= Saved entries =
▼▼▼
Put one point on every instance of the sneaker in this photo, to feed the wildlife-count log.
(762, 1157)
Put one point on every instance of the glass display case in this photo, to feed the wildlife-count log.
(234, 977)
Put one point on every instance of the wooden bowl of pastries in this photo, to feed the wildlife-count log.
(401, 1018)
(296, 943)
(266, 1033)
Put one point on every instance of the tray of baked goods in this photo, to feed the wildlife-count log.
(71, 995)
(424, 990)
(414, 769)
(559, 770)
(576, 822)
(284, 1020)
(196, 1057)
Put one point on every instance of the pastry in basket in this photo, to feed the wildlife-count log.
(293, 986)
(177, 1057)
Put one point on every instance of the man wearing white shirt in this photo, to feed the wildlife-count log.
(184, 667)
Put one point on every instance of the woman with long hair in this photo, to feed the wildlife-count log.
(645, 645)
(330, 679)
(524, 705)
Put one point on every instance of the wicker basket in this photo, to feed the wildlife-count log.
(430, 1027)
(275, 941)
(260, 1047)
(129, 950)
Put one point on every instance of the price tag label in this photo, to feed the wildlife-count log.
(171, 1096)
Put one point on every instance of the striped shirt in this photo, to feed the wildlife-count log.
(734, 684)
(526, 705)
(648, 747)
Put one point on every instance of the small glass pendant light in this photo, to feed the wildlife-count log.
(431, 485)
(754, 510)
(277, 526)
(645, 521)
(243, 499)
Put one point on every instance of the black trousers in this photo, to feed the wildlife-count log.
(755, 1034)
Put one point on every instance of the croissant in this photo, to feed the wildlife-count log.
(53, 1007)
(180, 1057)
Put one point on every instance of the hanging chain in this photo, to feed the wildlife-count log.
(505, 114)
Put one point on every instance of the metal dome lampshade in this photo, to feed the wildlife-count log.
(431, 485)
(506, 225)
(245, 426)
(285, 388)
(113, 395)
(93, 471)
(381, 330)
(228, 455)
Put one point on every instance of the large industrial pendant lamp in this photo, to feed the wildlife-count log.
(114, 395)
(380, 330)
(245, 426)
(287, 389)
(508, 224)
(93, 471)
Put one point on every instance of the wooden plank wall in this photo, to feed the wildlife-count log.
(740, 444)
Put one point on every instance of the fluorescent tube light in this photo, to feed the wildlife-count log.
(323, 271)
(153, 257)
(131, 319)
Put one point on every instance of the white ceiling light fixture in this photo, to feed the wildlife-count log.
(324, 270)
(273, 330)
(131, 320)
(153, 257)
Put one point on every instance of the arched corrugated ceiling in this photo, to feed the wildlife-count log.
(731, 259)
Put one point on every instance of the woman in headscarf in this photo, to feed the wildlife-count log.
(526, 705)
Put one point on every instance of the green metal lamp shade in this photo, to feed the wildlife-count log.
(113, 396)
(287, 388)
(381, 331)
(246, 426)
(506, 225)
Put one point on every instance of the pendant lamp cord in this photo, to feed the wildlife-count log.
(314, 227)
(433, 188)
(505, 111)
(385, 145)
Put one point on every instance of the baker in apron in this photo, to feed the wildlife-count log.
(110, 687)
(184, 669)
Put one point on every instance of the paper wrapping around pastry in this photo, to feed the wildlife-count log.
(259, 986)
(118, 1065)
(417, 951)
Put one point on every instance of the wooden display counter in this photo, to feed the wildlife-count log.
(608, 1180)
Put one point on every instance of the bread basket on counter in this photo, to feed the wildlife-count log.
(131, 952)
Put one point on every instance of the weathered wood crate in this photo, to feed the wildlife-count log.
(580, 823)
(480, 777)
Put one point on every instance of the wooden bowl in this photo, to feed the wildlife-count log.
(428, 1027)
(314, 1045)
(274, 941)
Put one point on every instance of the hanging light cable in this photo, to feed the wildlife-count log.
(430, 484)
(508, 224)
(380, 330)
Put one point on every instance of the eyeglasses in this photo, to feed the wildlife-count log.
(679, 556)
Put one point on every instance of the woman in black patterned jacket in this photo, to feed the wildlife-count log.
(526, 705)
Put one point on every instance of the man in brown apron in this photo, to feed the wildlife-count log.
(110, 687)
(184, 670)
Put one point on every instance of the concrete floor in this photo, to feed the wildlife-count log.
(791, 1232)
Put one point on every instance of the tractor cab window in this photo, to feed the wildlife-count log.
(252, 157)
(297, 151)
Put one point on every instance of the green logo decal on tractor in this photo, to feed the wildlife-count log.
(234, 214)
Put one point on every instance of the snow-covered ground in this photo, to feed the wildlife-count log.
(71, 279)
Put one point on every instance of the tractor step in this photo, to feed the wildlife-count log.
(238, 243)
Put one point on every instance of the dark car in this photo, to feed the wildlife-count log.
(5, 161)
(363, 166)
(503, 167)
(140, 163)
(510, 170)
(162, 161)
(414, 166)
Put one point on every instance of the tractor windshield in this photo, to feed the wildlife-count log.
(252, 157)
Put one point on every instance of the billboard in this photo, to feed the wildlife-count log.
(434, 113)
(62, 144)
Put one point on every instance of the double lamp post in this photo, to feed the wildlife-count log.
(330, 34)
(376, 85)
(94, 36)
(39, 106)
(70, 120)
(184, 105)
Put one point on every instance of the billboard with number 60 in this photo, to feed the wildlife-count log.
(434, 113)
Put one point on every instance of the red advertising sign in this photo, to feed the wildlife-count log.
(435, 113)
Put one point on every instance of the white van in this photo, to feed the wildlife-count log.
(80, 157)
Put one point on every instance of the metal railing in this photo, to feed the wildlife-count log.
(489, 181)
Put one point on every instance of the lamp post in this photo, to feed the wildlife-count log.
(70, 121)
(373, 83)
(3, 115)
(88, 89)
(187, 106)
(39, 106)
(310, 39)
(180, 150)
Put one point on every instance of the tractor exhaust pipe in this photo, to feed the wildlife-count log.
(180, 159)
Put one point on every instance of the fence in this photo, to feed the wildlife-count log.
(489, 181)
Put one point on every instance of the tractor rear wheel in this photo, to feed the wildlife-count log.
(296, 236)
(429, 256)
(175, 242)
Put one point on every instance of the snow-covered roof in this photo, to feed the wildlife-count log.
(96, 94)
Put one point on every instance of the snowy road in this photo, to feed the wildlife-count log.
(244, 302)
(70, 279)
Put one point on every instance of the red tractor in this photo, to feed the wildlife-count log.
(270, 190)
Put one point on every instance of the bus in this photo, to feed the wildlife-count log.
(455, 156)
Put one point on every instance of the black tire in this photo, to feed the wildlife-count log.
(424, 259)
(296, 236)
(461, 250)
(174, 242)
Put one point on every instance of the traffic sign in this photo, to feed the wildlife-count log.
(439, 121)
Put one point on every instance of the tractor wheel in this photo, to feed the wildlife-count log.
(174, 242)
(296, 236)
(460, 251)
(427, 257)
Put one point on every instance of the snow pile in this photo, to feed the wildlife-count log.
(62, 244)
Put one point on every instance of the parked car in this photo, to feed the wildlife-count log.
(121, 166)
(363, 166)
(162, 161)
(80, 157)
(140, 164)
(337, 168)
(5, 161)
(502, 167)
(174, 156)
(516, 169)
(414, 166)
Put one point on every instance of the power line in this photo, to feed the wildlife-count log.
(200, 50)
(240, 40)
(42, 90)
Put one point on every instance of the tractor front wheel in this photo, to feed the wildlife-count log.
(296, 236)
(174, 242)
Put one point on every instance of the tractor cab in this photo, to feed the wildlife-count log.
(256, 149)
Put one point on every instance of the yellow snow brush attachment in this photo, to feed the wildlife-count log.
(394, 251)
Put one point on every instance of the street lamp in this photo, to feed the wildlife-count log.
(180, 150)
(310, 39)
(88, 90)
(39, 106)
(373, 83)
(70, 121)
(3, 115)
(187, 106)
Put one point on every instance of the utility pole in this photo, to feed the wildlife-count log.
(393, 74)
▲▲▲
= Task details =
Set down the data once more, word for word.

= Your response =
Put one point on every instance of the sneaker in this photo, to feed the wildlife-count log.
(762, 1157)
Put one point on every instance of the glass display case in this photo, to feed the wildlife-count log.
(234, 977)
Put one point on every instance of the wooden bowl of pastries in this photo, to feed the wildlife-count log.
(401, 1018)
(296, 943)
(266, 1033)
Put one point on every instance of the tray of baked goods in this photo, to feed the wildlife-count log.
(71, 995)
(424, 990)
(414, 769)
(559, 770)
(576, 822)
(284, 1020)
(196, 1057)
Put one point on every instance of the pastry in basket in this photo, to feed the wildlife-count log.
(293, 986)
(177, 1057)
Put one point on every instance of the man wearing white shirt in this photo, to feed the wildlife-count log.
(184, 667)
Put one point on every instance of the woman with long hair in this photo, to feed the wildlife-count log.
(645, 645)
(330, 679)
(524, 705)
Put one point on every instance of the wicker basket in this photo, to feed the wildlife-count log.
(430, 1027)
(275, 941)
(260, 1047)
(129, 950)
Put one point on every instance of the price tag label in this photo, to feed the wildlife-count log.
(171, 1096)
Put one point on every instance of the striped shirt in this photo, to feed the wildlife-count log.
(734, 684)
(526, 705)
(648, 747)
Put one point on every instance of the small glass pendant light in this photo, to feed the wildlife-count log.
(431, 485)
(754, 510)
(277, 526)
(645, 521)
(243, 499)
Put one point on every instance of the black trousers in this photo, to feed the wildlife-count log.
(755, 1034)
Put one point on every instance of the croissant in this photo, to feed the wildlife-count log.
(53, 1007)
(180, 1057)
Put one point on every instance of the hanging chain in this photo, to feed the wildlife-count log.
(505, 114)
Put one point on every instance of the metal dome lampshade in this photo, to feed the wildlife-count log.
(431, 485)
(506, 225)
(245, 426)
(285, 388)
(113, 395)
(93, 471)
(381, 330)
(228, 455)
Put one point on every instance of the large industrial pendant lamp in this photo, to feed the wildlife-count log.
(114, 395)
(380, 330)
(245, 426)
(287, 389)
(508, 224)
(93, 471)
Put one point on every instance of the wooden plank wall in this photo, to feed the wildlife-count log.
(740, 444)
Put one point on every instance of the fluorescent tube light in this photo, to feed the wildlife-count log.
(323, 271)
(153, 257)
(131, 319)
Put one point on every instance of the white ceiling light fixture in this photo, to feed the wildlife-count log.
(324, 270)
(273, 330)
(131, 320)
(153, 257)
Put one point on every instance of the arched corrugated ceiling in this photo, to feed the wildlife-count log.
(731, 259)
Put one point on every instance of the woman in headscarf in this photo, to feed the wildlife-count log.
(526, 705)
Put one point on every instance of the green metal lamp shade in this photo, to feed the wildlife-count log.
(113, 396)
(287, 388)
(381, 331)
(246, 426)
(506, 225)
Put one point on every instance of the pendant lamp cord in this photo, to feed the wildlife-count log.
(314, 227)
(433, 188)
(505, 111)
(385, 145)
Put one point on every instance of the baker in apron in this photo, to feed the wildlife-count log.
(110, 687)
(184, 669)
Put one point on every instance of the paper wrapping around pastry in this photo, to feed the wildlife-count log.
(259, 986)
(118, 1065)
(417, 951)
Put one point on every instance of the wooden display counter in this photo, to feed the wildlife-count log.
(608, 1180)
Put one point on every instance of the bread basket on counter in this photo, to feed the wildlife-count log.
(131, 952)
Put one point on every instance of the weathered wood crate in this photo, to feed the wildlife-count log.
(580, 823)
(480, 777)
Put one point on every instance of the wooden bowl in this photo, to feed the wildlife-count log.
(428, 1027)
(314, 1045)
(274, 941)
Put one point on every instance of the hanging light cable in this photo, to feed the wildlife-count log.
(430, 484)
(508, 224)
(380, 330)
Put one point on every instance of the eyeglasses in this photo, to feed the wildlife-count log.
(679, 556)
Put one point on every instance of the woman in black patterned jacket in this photo, to feed the wildlife-count log.
(526, 705)
Put one point on every instance of the man in brown apron in this photo, to feed the wildlife-count log.
(110, 687)
(184, 670)
Put one point on every instance of the concrete floor in this photo, to feed the wildlife-count log.
(791, 1232)
Put one point on every instance of the tractor cab window in this photo, to feed the wildlife-count log.
(252, 157)
(297, 151)
Put one point on every instance of the green logo decal on tractor in this photo, to feed the wildlife-count log.
(234, 214)
Put one point on every instance of the snow-covered ground in this photo, to feed the wildlife-count log.
(71, 279)
Put one point on every instance of the tractor step in this photo, to feed the wildlife-count log.
(238, 243)
Put one point on every instance of the dark car in this photo, to feed the wildlife-count log.
(5, 161)
(363, 166)
(503, 167)
(140, 163)
(510, 170)
(162, 161)
(414, 166)
Put one point on every instance of the tractor windshield in this photo, to feed the wildlife-count log.
(252, 157)
Put one point on every instance of the billboard in this photo, to feed the wildlife-count log.
(434, 113)
(62, 144)
Put one point on every instance of the double lamp post in this photo, to feed the wildlife-count log.
(330, 34)
(376, 85)
(94, 36)
(39, 106)
(70, 120)
(184, 105)
Put one point on every instance of the billboard with number 60 in this photo, to feed the wildlife-count log.
(434, 113)
Put one point on every instance of the red advertising sign in this photo, to feed the wildlife-count log.
(435, 113)
Put one point on every instance of the white van in this photo, to feed the wildlife-count log.
(80, 157)
Put one point on every instance of the metal railing in this photo, to feed the wildlife-count log.
(489, 181)
Put one point on every instance of the lamp post in this photo, to feed the wildlife-count log.
(70, 121)
(373, 83)
(3, 115)
(88, 89)
(187, 106)
(39, 106)
(310, 39)
(180, 150)
Put one point on every instance of the tractor exhaust pipe in this photo, to feed the wildlife-count log.
(180, 159)
Put one point on every instance of the fence in this photo, to feed the wildlife-count log.
(489, 181)
Put one point on every instance of the tractor rear wheel in this photo, to feed the wildlife-count log.
(296, 236)
(429, 256)
(175, 242)
Put one point on every instance of the snow-covered roof in this photo, to feed the wildlife-count log.
(96, 94)
Put one point on every instance of the snowy road in this photo, to feed the wildlife-count log.
(244, 302)
(70, 279)
Put one point on every instance of the red tractor in this photo, to feed the wildlife-count log.
(270, 190)
Put one point on every instance of the bus in this photo, to feed the wildlife-count log.
(455, 156)
Put one point on every instance of the black tire in this photo, to feed the wildlife-count log.
(424, 259)
(296, 236)
(461, 250)
(174, 242)
Put one point on every instance of the traffic sign in this photo, to feed the wildlife-count log.
(439, 121)
Put one point on every instance of the tractor wheel in this photo, to feed the wildlife-count log.
(174, 242)
(296, 236)
(460, 251)
(427, 257)
Put one point on every instance of the snow pile in this photo, to feed the wildlife-count log.
(62, 244)
Put one point on every instance of the parked car in this photo, to feed the wildlife-count log.
(121, 166)
(363, 166)
(162, 161)
(80, 157)
(140, 164)
(337, 168)
(5, 161)
(502, 167)
(174, 156)
(516, 169)
(414, 166)
Put one point on every instance of the power line in this photo, to feed the wildlife-count log.
(200, 50)
(240, 40)
(42, 90)
Put one point on every instance of the tractor front wheel in this photo, to feed the wildlife-count log.
(296, 236)
(174, 242)
Put one point on every instance of the tractor cab in this photo, to feed the wildlife-count log.
(256, 149)
Put one point on every instance of the yellow snow brush attachment in this photo, to feed the wildlife-count log.
(394, 251)
Put one point on every instance of the street lamp in this photo, to feed the wildlife-count log.
(180, 150)
(310, 39)
(88, 90)
(39, 106)
(373, 83)
(70, 121)
(3, 115)
(187, 106)
Put one point on every instance of the utility pole in this photo, to feed the wildlife-count log.
(393, 74)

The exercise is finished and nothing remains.